## 任务要求
把下面的阅读材料从头到尾一字不差地抄写出来。

## 阅读材料
目录

代码随记 SpringBoot Elasticsearch

  es:
    image: elasticsearch:7.12.1
    container_name: es
    environment:
      - ES_JAVA_OPTS=-Xms512m -Xmx512m
      - discovery.type=single-node
    volumes:
      - /docker/es/data:/usr/share/elasticsearch/data
      - /docker/es/plugins:/usr/share/elasticsearch/plugins
    ports:
      - "9200:9200"
      - "9300:9300"
    restart: unless-stopped

  kibana:
    image: kibana:7.12.1
    container_name: kibana
    environment:
      - ELASTICSEARCH_HOSTS=http://es:9200
    ports:
      - "5601:5601"
    depends_on:
      - es
    restart: unless-stopped

正向索引是最传统的,根据id索引的方式。

## 给定记录
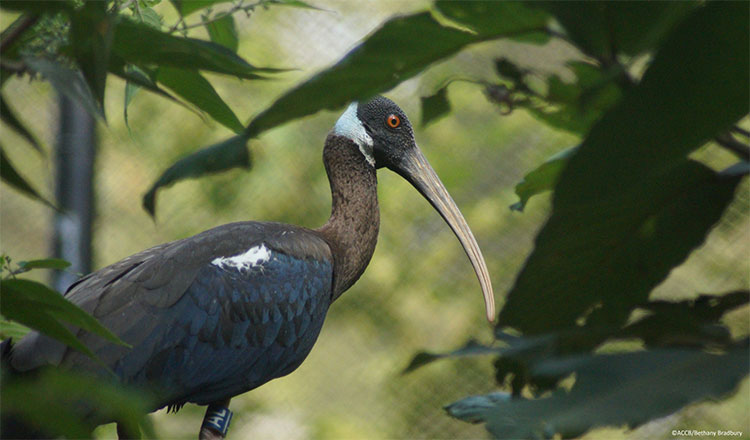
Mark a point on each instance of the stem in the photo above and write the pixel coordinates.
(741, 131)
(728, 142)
==
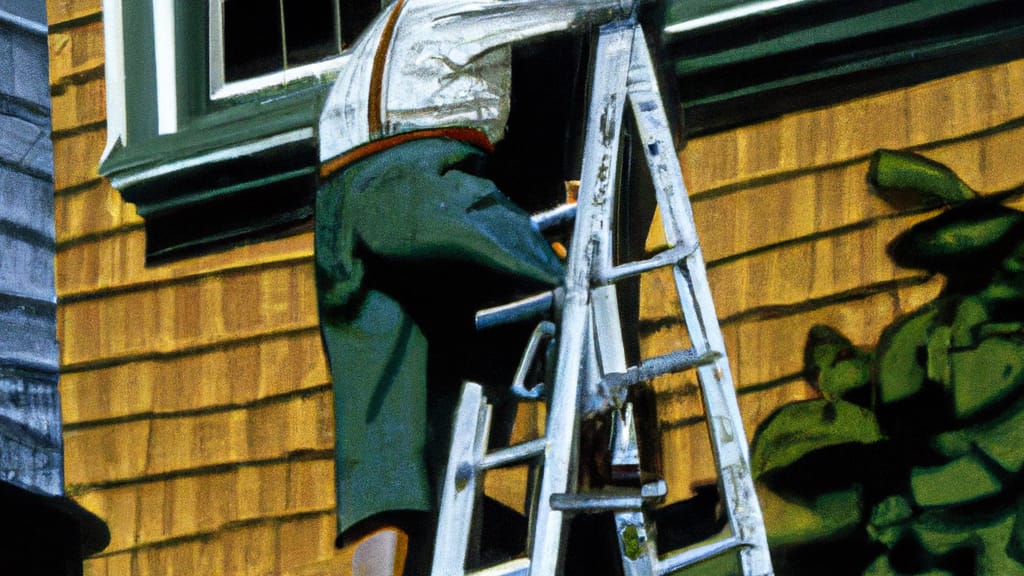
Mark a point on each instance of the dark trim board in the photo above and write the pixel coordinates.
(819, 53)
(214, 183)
==
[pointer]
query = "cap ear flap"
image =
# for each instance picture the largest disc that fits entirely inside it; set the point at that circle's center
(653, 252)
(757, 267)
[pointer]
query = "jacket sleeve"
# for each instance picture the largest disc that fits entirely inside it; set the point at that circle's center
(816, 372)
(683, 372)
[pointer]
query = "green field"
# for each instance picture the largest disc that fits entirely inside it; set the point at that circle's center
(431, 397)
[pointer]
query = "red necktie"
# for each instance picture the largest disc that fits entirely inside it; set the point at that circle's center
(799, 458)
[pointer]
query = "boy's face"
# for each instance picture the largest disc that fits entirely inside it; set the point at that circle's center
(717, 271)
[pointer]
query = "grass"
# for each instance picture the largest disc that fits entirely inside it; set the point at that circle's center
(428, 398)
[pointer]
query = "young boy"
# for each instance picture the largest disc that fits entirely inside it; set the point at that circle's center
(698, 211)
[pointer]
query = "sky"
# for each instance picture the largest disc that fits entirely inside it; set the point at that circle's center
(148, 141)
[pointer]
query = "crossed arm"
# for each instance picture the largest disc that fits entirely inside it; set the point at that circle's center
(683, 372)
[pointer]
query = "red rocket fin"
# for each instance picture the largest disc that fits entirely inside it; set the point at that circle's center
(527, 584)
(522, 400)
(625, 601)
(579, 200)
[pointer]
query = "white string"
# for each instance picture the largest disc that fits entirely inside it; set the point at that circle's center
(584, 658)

## 参考答案
目录

代码随记 SpringBoot Elasticsearch

  es:
    image: elasticsearch:7.12.1
    container_name: es
    environment:
      - ES_JAVA_OPTS=-Xms512m -Xmx512m
      - discovery.type=single-node
    volumes:
      - /docker/es/data:/usr/share/elasticsearch/data
      - /docker/es/plugins:/usr/share/elasticsearch/plugins
    ports:
      - "9200:9200"
      - "9300:9300"
    restart: unless-stopped

  kibana:
    image: kibana:7.12.1
    container_name: kibana
    environment:
      - ELASTICSEARCH_HOSTS=http://es:9200
    ports:
      - "5601:5601"
    depends_on:
      - es
    restart: unless-stopped

正向索引是最传统的,根据id索引的方式。